* **Passage donné**

Par tout ceci, chaque chrétien peut apprendre à quel degré souverain de dignité le genre humain a été élevé et quelle est la hauteur du sommet sur lequel tout adorateur du Christ se trouve établi. Plus haut que les sommets angéliques, brille aujourd'hui la dignité de l'homme, et Dieu, s'il m'est permis de parler ainsi, s'étant abaissé un peu au-dessous de l'ange, l'homme s'est trouvé exalté au-dessus des hiérarchies célestes. "Vous l'avez abaissé, dit le Prophète, un peu au-dessous des anges, mais vous l'avez couronné de gloire et d'honneur et vous l'avez établi sur les oeuvres de vos mains. Vous avez tout mis à ses pieds. (Ps 8,7 Ps 8)". Saint Paul expose ces paroles dans son Épître aux Hébreux et, les appliquant au Christ; il nous dit: "Dès lors que Dieu lui a tout soumis, il n'a rien laissé qui échappe à son empire (Hb 2,8).

Essayez de comprendre maintenant, ô sage qui m'entendez, la confiance avec laquelle, l'âme fidèle, éprise de son Sauveur, peut aller à lui, l'abandon qu'elle peut mettre à le suivre, le nombre et la douceur des dons qu'elle peut espérer recevoir de Celui qui s'étant livré tout entier pour elle, retient cependant l'univers sous sa puissance. O aveugle apathie! O trop obstinée dureté de nos temps modernes! O froideur des esprits d'aujourd'hui, plus froide que neige et glace! Comme elles avaient jusqu'ici couru ferventes, sur les pas de l'Agneau, les fiancées du Christ dans la foi! Quelle promptitude à le suivre, partout où il allait, fût-ce jusqu'à la croix! Combien de fidèles, non seulement de tout sexe, mais de tout âge, de toute condition, méprisant le monde et ses biens comme la plus vile des boues mettaient toute la joie de leur esprit à offrir leur propre corps à toutes les épreuves de la souffrance. C'était à travers les épines des tribulations et les ronces des douleurs corporelles, qu'en ces temps heureux, ces âmes volaient plus qu'elles ne couraient, à la suite de l'Éternel époux, passant, l'esprit tranquille, à travers les horreurs de la mort, jusqu'à la vie sans limites. Combien aussi foulaient aux pieds tout bien passager, domptaient leur propre chair par un long martyre, fixaient sur les joies célestes le regard de leur intelligence, édifiaient la sainte Église, par leur doctrine comme par leurs exemples, et, après de longs combats, couronnaient l'intégrité de leur vie d'ici-bas, par une heureuse entrée dans celle du ciel. Et pourquoi tout cela? Si ce n'est, parce que Celui qu'on a si souvent appelé l'Ange du Grand Conseil, était devenu la proie de leurs coeurs. Avec sa clef de David, ils avaient fermé et la terre et ouvert au ciel l'abîme de leurs pensées; et avec la grande chaîne qu'ils avaient reçue de lui, ils avaient vaincu et lié Satan, l'adversaire.

* **Série de tâches**
**a)** Répondez brièvement à ces questions sur le passage consacré à la dignité de l'homme :
(i) Dans quelle épître saint Paul expose-t-il les paroles du Prophète ?
(ii) À quoi la froideur des esprits d'aujourd'hui est-elle comparée ?
(iii) Qui les fidèles ont-ils vaincu et lié avec la grande chaîne reçue de lui ?
**b)** Dans le passage consacré à la dignité de l'homme, condensez le paragraphe qui commence par « Par tout ceci, chaque chrétien » en conservant ses faits principaux.
**c)** Renvoyez à l'identique l'extrait du passage consacré à la dignité de l'homme qui va de « Par tout ceci, chaque » jusqu'à « empire (Hb 2,8). » inclus.

Entrées de données enregistrées:

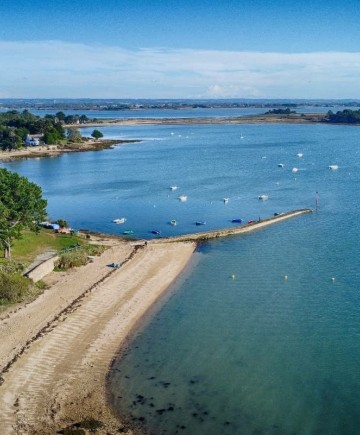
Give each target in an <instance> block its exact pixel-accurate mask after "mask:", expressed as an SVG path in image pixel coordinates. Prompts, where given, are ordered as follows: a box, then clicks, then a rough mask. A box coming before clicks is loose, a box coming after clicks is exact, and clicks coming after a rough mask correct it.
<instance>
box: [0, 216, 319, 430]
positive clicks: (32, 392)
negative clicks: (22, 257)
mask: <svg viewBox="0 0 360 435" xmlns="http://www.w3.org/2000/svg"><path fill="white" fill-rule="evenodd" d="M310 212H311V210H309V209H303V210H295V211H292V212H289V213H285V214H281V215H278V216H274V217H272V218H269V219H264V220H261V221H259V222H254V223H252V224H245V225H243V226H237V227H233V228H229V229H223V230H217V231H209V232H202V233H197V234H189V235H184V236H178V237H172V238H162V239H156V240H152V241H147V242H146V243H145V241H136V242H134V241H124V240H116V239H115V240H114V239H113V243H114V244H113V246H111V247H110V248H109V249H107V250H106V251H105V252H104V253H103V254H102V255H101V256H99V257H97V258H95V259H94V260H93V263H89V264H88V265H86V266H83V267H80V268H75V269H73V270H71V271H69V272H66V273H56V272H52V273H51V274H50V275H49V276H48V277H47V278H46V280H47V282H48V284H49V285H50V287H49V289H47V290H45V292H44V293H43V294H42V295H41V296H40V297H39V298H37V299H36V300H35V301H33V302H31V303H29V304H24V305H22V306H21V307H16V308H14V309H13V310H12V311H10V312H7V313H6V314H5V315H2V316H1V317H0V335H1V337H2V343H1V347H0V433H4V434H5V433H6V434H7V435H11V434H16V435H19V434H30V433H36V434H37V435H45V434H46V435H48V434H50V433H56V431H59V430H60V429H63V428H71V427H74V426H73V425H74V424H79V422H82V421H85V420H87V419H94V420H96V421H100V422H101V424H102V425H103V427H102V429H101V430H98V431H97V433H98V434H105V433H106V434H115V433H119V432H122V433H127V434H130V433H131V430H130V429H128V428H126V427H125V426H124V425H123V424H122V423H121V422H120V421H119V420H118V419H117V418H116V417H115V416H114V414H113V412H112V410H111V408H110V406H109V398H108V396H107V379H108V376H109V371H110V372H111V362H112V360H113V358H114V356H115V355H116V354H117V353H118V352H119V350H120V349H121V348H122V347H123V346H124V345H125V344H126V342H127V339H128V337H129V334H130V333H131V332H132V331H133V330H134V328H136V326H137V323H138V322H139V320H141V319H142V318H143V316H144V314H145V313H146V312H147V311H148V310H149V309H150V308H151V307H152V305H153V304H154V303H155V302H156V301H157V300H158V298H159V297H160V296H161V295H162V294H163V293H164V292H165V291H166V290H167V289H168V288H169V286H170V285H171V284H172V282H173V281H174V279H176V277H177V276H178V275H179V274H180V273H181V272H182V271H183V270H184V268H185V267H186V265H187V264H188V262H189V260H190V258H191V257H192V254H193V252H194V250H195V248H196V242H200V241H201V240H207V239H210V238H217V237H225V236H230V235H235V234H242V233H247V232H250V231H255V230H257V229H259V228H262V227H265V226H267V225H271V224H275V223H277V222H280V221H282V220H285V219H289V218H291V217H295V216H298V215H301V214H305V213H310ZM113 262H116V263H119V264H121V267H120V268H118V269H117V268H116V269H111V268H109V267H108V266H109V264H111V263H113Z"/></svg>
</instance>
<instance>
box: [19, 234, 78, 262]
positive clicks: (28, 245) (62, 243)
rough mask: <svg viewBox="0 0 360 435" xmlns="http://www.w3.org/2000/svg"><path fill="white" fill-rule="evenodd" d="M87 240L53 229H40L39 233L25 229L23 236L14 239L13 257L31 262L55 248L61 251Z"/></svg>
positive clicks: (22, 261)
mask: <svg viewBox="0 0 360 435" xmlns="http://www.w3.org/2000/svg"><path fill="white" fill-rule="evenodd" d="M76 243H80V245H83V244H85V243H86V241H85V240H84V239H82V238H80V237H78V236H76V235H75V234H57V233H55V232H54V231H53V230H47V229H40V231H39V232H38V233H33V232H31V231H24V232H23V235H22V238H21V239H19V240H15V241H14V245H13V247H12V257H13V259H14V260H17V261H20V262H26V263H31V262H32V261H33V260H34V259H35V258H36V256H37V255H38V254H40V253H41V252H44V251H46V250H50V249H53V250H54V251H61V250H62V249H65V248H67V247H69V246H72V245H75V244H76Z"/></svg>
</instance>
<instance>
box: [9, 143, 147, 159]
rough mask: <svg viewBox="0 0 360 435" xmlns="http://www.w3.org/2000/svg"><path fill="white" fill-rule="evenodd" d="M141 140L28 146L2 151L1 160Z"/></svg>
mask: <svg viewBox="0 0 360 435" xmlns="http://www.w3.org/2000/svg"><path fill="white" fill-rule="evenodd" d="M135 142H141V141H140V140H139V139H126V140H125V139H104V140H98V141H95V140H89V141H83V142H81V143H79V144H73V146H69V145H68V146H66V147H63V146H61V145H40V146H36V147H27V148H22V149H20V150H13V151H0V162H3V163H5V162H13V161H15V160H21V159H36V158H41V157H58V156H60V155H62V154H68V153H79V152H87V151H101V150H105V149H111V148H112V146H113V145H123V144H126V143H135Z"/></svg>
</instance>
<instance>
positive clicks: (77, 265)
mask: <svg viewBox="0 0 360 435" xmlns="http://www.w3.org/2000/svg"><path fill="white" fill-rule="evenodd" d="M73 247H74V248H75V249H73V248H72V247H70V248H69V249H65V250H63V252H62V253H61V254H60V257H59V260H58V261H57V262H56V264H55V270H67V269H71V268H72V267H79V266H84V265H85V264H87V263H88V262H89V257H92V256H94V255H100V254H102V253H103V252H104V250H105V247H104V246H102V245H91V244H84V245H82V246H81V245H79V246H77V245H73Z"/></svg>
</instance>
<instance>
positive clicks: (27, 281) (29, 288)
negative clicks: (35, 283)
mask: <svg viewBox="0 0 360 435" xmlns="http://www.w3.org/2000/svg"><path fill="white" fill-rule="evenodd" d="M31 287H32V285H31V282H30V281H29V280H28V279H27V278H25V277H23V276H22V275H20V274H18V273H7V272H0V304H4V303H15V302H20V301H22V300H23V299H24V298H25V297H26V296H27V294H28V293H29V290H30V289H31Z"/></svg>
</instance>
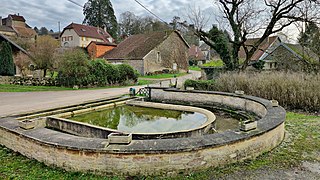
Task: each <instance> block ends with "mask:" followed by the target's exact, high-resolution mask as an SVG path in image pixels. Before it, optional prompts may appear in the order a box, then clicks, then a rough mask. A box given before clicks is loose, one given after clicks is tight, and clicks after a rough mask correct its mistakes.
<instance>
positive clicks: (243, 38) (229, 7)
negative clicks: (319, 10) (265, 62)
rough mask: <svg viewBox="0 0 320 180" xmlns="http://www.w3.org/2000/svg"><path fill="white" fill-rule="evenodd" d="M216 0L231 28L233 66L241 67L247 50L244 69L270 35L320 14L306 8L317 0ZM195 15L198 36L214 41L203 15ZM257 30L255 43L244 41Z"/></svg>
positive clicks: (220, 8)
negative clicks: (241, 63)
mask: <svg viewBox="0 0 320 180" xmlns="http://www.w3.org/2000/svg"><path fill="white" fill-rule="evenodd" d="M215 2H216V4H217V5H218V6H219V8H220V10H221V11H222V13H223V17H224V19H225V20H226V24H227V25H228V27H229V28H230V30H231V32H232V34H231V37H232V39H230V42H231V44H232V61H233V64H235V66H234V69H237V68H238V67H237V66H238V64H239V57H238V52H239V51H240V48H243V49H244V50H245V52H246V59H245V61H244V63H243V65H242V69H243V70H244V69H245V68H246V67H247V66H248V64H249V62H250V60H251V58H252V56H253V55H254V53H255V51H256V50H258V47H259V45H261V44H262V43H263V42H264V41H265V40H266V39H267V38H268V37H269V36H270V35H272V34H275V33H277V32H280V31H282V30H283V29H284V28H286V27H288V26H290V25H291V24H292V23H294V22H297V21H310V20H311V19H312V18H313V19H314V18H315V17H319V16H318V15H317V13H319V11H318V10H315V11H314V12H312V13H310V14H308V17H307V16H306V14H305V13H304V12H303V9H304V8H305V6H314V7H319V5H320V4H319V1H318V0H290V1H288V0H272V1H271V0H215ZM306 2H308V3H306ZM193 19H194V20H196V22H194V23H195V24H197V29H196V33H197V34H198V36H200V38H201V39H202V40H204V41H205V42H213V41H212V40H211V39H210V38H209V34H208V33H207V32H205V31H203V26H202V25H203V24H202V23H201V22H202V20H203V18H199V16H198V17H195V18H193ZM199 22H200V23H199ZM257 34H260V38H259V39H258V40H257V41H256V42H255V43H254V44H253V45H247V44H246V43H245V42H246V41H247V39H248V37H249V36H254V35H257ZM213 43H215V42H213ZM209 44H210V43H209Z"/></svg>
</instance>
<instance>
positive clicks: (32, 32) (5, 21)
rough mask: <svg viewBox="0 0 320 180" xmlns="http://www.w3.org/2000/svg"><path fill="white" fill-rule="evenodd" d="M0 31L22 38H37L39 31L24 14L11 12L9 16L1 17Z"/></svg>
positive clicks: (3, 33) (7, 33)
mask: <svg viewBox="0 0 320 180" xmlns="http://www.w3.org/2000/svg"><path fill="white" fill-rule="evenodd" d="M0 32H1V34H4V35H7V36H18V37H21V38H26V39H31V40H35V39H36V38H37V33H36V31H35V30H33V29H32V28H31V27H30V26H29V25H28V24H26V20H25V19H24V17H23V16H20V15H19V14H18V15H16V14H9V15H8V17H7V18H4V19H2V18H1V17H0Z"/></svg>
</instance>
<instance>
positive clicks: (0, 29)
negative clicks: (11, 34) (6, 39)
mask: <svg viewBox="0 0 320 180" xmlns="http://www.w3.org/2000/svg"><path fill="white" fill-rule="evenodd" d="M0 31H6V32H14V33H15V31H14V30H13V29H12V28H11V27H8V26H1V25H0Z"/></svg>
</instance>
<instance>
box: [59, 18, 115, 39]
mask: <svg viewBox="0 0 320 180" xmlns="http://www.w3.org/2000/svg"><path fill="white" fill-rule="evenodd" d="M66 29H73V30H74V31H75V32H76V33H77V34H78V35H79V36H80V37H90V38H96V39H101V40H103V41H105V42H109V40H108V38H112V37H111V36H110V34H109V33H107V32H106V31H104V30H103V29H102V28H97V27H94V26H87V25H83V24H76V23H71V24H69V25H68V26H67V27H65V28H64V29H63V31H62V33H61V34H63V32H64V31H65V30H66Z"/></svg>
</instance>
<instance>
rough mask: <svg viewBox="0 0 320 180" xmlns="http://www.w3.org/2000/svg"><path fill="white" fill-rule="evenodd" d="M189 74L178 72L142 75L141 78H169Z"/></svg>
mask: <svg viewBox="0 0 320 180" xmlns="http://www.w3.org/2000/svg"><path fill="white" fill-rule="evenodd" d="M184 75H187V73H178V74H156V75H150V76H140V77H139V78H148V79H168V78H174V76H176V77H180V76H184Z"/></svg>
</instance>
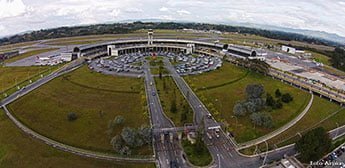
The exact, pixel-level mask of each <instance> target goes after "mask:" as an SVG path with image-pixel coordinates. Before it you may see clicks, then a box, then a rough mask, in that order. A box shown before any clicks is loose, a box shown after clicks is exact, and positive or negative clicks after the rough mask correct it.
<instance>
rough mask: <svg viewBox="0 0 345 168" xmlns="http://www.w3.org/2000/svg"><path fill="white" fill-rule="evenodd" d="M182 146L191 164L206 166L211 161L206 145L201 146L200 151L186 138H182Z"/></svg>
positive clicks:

* **Réponses par tâche**
**a)**
(i) Dans son Épître aux Hébreux.
(ii) À la neige et à la glace : elle est plus froide qu'elles.
(iii) Satan, l'adversaire.

**b)** Chaque chrétien peut mesurer la haute dignité à laquelle le genre humain a été élevé. Dieu s'est abaissé un peu au-dessous de l'ange, et l'homme se trouve ainsi exalté au-dessus des hiérarchies célestes. Le Prophète dit que l'homme, abaissé un peu au-dessous des anges, a été couronné de gloire et d'honneur, établi sur les œuvres de Dieu, et que tout a été mis à ses pieds (Ps 8,7). Dans l'Épître aux Hébreux, saint Paul applique ces paroles au Christ : Dieu lui a tout soumis et n'a rien laissé qui échappe à son empire (Hb 2,8).

**c)**
Par tout ceci, chaque chrétien peut apprendre à quel degré souverain de dignité le genre humain a été élevé et quelle est la hauteur du sommet sur lequel tout adorateur du Christ se trouve établi. Plus haut que les sommets angéliques, brille aujourd'hui la dignité de l'homme, et Dieu, s'il m'est permis de parler ainsi, s'étant abaissé un peu au-dessous de l'ange, l'homme s'est trouvé exalté au-dessus des hiérarchies célestes. "Vous l'avez abaissé, dit le Prophète, un peu au-dessous des anges, mais vous l'avez couronné de gloire et d'honneur et vous l'avez établi sur les oeuvres de vos mains. Vous avez tout mis à ses pieds. (Ps 8,7 Ps 8)". Saint Paul expose ces paroles dans son Épître aux Hébreux et, les appliquant au Christ; il nous dit: "Dès lors que Dieu lui a tout soumis, il n'a rien laissé qui échappe à son empire (Hb 2,8).